╔══

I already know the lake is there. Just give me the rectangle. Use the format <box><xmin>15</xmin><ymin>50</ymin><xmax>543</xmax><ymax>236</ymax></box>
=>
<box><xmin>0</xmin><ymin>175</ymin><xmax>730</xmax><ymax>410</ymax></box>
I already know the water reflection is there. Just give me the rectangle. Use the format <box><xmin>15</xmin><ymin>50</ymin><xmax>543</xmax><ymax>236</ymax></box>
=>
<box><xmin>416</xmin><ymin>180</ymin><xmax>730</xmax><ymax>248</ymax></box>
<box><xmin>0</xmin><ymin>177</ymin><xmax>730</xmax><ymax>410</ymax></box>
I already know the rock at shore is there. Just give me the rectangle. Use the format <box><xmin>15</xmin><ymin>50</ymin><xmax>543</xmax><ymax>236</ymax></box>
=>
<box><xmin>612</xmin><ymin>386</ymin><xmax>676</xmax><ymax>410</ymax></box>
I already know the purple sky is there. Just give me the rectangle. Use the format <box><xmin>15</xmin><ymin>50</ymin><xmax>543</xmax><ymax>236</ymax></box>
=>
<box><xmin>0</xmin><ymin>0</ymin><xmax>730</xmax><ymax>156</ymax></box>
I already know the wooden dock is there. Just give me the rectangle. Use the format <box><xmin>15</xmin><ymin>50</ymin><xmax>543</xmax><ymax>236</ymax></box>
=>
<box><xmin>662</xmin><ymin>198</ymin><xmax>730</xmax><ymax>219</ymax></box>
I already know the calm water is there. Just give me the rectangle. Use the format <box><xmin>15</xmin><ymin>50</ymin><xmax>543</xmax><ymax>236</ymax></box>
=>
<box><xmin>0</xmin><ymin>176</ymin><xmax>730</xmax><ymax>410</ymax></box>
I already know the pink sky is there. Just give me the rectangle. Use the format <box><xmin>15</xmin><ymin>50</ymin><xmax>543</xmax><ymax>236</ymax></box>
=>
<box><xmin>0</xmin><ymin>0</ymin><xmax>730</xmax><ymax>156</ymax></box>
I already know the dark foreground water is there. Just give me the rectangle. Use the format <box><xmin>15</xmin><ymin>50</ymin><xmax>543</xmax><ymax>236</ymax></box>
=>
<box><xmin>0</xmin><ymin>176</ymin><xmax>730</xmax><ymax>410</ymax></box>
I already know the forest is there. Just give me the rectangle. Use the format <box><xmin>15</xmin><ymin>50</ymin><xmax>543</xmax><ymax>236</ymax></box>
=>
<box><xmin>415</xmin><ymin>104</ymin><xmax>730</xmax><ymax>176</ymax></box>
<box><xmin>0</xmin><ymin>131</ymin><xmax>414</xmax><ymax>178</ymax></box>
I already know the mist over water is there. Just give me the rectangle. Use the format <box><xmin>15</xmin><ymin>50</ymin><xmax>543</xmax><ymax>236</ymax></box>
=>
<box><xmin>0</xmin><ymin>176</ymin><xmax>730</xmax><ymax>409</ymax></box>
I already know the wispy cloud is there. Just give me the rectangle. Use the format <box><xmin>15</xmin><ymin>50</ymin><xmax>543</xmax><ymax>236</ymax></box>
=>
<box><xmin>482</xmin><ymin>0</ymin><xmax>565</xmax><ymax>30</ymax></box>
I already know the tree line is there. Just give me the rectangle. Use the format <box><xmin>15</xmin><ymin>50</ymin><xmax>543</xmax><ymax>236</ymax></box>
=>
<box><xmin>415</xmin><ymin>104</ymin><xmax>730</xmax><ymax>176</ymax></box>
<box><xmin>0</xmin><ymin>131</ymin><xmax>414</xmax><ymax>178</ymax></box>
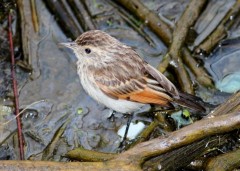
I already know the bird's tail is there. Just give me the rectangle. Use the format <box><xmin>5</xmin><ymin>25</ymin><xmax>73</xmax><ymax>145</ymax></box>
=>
<box><xmin>174</xmin><ymin>92</ymin><xmax>210</xmax><ymax>112</ymax></box>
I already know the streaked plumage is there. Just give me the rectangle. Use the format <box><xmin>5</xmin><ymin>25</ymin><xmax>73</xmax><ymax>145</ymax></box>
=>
<box><xmin>60</xmin><ymin>30</ymin><xmax>204</xmax><ymax>113</ymax></box>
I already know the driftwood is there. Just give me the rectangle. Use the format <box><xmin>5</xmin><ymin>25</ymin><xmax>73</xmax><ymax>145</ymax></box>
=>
<box><xmin>117</xmin><ymin>0</ymin><xmax>213</xmax><ymax>92</ymax></box>
<box><xmin>195</xmin><ymin>0</ymin><xmax>240</xmax><ymax>54</ymax></box>
<box><xmin>5</xmin><ymin>0</ymin><xmax>240</xmax><ymax>170</ymax></box>
<box><xmin>0</xmin><ymin>93</ymin><xmax>240</xmax><ymax>170</ymax></box>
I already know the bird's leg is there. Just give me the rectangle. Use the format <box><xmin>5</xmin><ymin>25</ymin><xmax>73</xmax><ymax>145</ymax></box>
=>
<box><xmin>119</xmin><ymin>114</ymin><xmax>133</xmax><ymax>149</ymax></box>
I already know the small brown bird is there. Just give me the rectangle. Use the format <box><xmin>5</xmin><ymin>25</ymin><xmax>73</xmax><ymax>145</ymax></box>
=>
<box><xmin>61</xmin><ymin>30</ymin><xmax>204</xmax><ymax>113</ymax></box>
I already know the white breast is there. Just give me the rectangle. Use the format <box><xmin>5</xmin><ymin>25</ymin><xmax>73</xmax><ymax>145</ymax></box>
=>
<box><xmin>78</xmin><ymin>65</ymin><xmax>144</xmax><ymax>113</ymax></box>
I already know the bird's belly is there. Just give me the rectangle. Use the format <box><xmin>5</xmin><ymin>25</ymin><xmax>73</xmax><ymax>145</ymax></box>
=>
<box><xmin>80</xmin><ymin>76</ymin><xmax>144</xmax><ymax>113</ymax></box>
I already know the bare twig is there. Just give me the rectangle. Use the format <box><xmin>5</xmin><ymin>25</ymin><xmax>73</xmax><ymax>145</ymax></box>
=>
<box><xmin>195</xmin><ymin>0</ymin><xmax>240</xmax><ymax>54</ymax></box>
<box><xmin>8</xmin><ymin>13</ymin><xmax>24</xmax><ymax>160</ymax></box>
<box><xmin>159</xmin><ymin>0</ymin><xmax>206</xmax><ymax>94</ymax></box>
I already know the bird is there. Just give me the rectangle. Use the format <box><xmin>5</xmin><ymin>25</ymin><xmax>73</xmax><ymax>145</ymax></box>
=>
<box><xmin>60</xmin><ymin>30</ymin><xmax>205</xmax><ymax>114</ymax></box>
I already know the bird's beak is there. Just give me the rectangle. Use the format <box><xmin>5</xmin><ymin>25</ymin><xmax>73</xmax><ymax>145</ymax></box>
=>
<box><xmin>58</xmin><ymin>42</ymin><xmax>77</xmax><ymax>49</ymax></box>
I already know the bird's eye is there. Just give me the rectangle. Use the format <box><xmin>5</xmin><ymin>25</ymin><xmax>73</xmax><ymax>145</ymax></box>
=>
<box><xmin>85</xmin><ymin>48</ymin><xmax>91</xmax><ymax>54</ymax></box>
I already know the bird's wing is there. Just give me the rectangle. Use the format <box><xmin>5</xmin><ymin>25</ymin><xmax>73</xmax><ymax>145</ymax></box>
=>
<box><xmin>94</xmin><ymin>61</ymin><xmax>172</xmax><ymax>106</ymax></box>
<box><xmin>144</xmin><ymin>63</ymin><xmax>179</xmax><ymax>99</ymax></box>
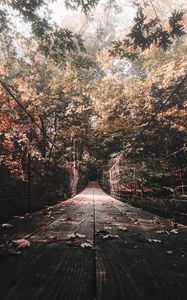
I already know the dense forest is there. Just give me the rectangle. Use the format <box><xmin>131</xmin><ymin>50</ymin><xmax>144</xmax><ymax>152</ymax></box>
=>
<box><xmin>0</xmin><ymin>0</ymin><xmax>187</xmax><ymax>217</ymax></box>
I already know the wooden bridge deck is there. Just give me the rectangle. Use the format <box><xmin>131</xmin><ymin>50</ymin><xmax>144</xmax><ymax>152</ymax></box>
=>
<box><xmin>0</xmin><ymin>182</ymin><xmax>187</xmax><ymax>300</ymax></box>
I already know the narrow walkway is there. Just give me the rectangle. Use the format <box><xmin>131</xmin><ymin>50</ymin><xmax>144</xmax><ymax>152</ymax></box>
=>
<box><xmin>0</xmin><ymin>182</ymin><xmax>187</xmax><ymax>300</ymax></box>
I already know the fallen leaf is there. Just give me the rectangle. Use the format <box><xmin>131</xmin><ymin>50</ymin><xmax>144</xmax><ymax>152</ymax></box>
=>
<box><xmin>76</xmin><ymin>233</ymin><xmax>86</xmax><ymax>239</ymax></box>
<box><xmin>118</xmin><ymin>226</ymin><xmax>128</xmax><ymax>231</ymax></box>
<box><xmin>80</xmin><ymin>242</ymin><xmax>93</xmax><ymax>249</ymax></box>
<box><xmin>12</xmin><ymin>239</ymin><xmax>31</xmax><ymax>249</ymax></box>
<box><xmin>103</xmin><ymin>234</ymin><xmax>119</xmax><ymax>240</ymax></box>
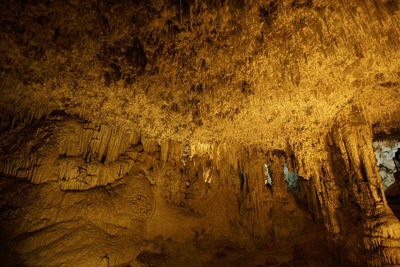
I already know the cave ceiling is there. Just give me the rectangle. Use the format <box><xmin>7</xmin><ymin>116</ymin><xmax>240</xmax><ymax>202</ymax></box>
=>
<box><xmin>0</xmin><ymin>0</ymin><xmax>400</xmax><ymax>148</ymax></box>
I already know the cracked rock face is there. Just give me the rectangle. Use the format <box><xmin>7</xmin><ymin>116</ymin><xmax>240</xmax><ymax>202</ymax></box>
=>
<box><xmin>0</xmin><ymin>0</ymin><xmax>400</xmax><ymax>266</ymax></box>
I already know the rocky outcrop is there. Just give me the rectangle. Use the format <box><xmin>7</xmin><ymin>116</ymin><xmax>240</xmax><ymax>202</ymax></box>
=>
<box><xmin>0</xmin><ymin>118</ymin><xmax>139</xmax><ymax>190</ymax></box>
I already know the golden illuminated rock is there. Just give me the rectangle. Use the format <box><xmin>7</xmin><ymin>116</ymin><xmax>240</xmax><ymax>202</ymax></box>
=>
<box><xmin>0</xmin><ymin>0</ymin><xmax>400</xmax><ymax>266</ymax></box>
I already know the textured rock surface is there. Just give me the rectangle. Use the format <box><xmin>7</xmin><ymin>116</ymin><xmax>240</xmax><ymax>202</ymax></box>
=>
<box><xmin>0</xmin><ymin>0</ymin><xmax>400</xmax><ymax>266</ymax></box>
<box><xmin>373</xmin><ymin>138</ymin><xmax>400</xmax><ymax>190</ymax></box>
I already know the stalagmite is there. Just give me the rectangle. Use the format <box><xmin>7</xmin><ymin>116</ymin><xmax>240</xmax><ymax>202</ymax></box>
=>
<box><xmin>0</xmin><ymin>0</ymin><xmax>400</xmax><ymax>267</ymax></box>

╚══

**TASK DETAILS**
Copy out the material word for word, from the line containing "I already know the rocky" through the end of the material.

**RESPONSE**
I already know the rocky outcrop is there. Just give me the rectangle. Use the format <box><xmin>7</xmin><ymin>116</ymin><xmax>240</xmax><ymax>202</ymax></box>
=>
<box><xmin>0</xmin><ymin>118</ymin><xmax>139</xmax><ymax>190</ymax></box>
I already know the golden illuminated rock is there. Just give me the rectangle. Use the format <box><xmin>7</xmin><ymin>116</ymin><xmax>240</xmax><ymax>202</ymax></box>
=>
<box><xmin>0</xmin><ymin>0</ymin><xmax>400</xmax><ymax>266</ymax></box>
I already know the textured rock surface is there. Just give me the rectangle. Use the format <box><xmin>7</xmin><ymin>116</ymin><xmax>240</xmax><ymax>202</ymax></box>
=>
<box><xmin>0</xmin><ymin>0</ymin><xmax>400</xmax><ymax>266</ymax></box>
<box><xmin>373</xmin><ymin>138</ymin><xmax>400</xmax><ymax>190</ymax></box>
I already know the stalagmite is there. Just give me the rectangle. Use the format <box><xmin>7</xmin><ymin>116</ymin><xmax>240</xmax><ymax>202</ymax></box>
=>
<box><xmin>0</xmin><ymin>0</ymin><xmax>400</xmax><ymax>267</ymax></box>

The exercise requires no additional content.